### [Exercise]
Copy each of the following items word for word, with no changes.
# # # # #
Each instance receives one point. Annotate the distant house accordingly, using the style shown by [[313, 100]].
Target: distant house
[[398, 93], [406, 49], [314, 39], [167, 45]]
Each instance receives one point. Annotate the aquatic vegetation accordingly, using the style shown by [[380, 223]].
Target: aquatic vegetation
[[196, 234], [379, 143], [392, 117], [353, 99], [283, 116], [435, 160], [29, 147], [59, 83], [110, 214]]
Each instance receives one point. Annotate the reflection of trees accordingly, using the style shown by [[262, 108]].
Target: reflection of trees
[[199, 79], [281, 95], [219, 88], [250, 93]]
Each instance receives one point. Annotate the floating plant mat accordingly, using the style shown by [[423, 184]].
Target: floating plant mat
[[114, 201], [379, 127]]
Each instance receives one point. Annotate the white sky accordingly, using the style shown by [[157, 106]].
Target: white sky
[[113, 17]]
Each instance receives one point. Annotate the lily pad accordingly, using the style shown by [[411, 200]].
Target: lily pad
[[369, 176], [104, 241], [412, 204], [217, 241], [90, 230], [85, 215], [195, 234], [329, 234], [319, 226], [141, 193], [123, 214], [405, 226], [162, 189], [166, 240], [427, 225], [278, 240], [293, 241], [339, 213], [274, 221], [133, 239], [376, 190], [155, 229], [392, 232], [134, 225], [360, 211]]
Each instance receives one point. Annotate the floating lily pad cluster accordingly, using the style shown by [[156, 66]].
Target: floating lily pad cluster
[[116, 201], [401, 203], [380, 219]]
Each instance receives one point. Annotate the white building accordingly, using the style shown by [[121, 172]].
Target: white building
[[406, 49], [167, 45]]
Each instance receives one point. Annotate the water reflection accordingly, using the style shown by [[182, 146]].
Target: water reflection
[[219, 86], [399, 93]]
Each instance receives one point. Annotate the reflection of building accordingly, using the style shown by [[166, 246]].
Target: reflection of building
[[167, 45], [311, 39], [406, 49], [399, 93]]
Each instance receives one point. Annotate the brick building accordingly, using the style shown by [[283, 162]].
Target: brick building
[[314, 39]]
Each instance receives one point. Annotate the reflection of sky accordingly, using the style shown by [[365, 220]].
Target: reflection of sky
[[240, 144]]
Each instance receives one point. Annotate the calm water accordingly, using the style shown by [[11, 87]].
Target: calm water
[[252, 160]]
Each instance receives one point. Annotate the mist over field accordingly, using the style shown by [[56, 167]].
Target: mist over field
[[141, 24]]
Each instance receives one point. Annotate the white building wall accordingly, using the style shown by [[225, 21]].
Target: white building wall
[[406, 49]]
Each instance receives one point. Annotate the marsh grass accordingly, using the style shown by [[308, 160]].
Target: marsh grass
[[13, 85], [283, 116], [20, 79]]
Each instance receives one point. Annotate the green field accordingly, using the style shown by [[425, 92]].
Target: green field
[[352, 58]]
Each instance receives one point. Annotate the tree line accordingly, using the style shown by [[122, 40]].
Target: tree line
# # # # #
### [Final answer]
Each instance receives one point. Annotate the distant house accordingly, using the style shown by [[313, 100]].
Target: distant house
[[398, 93], [406, 49], [314, 39], [167, 45]]
Each instance receives one point. Annotate the aquatic vegetation accordingly, using the style shown by [[380, 223]].
Target: aquatic vegetation
[[196, 234], [379, 143], [392, 117], [353, 99], [283, 116], [435, 160], [29, 147], [59, 83], [110, 214]]
Each instance receives one point. Annotate the reflection of trees accordingly, using the style shown by [[262, 108]].
Target: reflection of trees
[[199, 79], [281, 95], [219, 88], [250, 93]]
Each instance receives one point. Annotate the floating plant mat accordingly, using the style shown by [[423, 184]].
Target: floating plant mat
[[114, 201], [379, 127]]
Each instance receives one point. Annotate the white sky accordingly, using the style shown by [[157, 106]].
Target: white sky
[[113, 17]]
Each instance receives one point. Annotate the lily pad accordingly, using the style shown by [[411, 200]].
Target: lily pad
[[369, 176], [104, 241], [412, 204], [217, 241], [90, 230], [85, 215], [195, 234], [329, 234], [319, 226], [141, 193], [123, 214], [405, 226], [162, 189], [166, 240], [427, 225], [278, 240], [293, 241], [339, 213], [274, 221], [133, 239], [376, 190], [155, 229], [392, 232], [134, 225], [360, 211]]
Each instance receives one point. Annotate the floating lily pad cluster accordingly, using the style shown by [[156, 66]].
Target: floating lily pad cluster
[[116, 201], [401, 203], [380, 219]]
Each instance receives one point. Annotate the white building accordingly, using the style shown by [[121, 172]].
Target: white building
[[406, 49], [167, 45]]
Each instance receives one point. Annotate the water reflection accordingly, using the style shown by [[182, 146]].
Target: water reflection
[[219, 86], [399, 93]]
Each instance receives one point. Annotate the reflection of building accordingly, using the style shown by [[166, 246]].
Target: reflection of building
[[167, 45], [311, 39], [406, 49], [399, 93]]
Each instance receives one point. Annotate the brick building accordingly, using the style shown by [[283, 162]].
Target: brick building
[[314, 39]]
Each instance receives one point. Annotate the reflection of sky accordingly, using the style shown by [[365, 220]].
Target: reflection of sky
[[240, 144]]
Each instance receives one point. Annotate the calm water accordingly, using the style shown by [[11, 87]].
Target: calm water
[[252, 160]]
Each instance receives one point. Annotate the mist over field accordingly, using the style shown by [[56, 167]].
Target: mist over field
[[141, 24]]
Each instance receives one point. Annotate the white building wall accordingly, using the style shown by [[225, 21]].
Target: white building wall
[[406, 49]]
Each instance receives one point. Annotate the marsh grass accordingly, using the style shown by [[308, 160]].
Target: marsh grass
[[13, 85], [283, 116], [20, 79]]
Each instance receives one point. Annotate the green field accordingly, using the style shown by [[425, 92]].
Target: green field
[[352, 58]]
Each instance receives one point. Annotate the tree line accordingly, using the style shown by [[122, 40]].
Target: tree line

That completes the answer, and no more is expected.